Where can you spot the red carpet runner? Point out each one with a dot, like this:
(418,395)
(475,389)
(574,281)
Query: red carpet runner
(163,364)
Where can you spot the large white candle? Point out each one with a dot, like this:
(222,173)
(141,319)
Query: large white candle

+---+

• 作業の指示:
上に並んだ行を、一字も変えずにすべてそのまま繰り返してください。

• 解答全文:
Where can you spot the red carpet runner? Point out each one with a dot, like this:
(418,395)
(475,389)
(574,281)
Query: red carpet runner
(163,364)
Where can you spot the large white candle? Point out each one with a dot, like this:
(222,173)
(141,319)
Query: large white candle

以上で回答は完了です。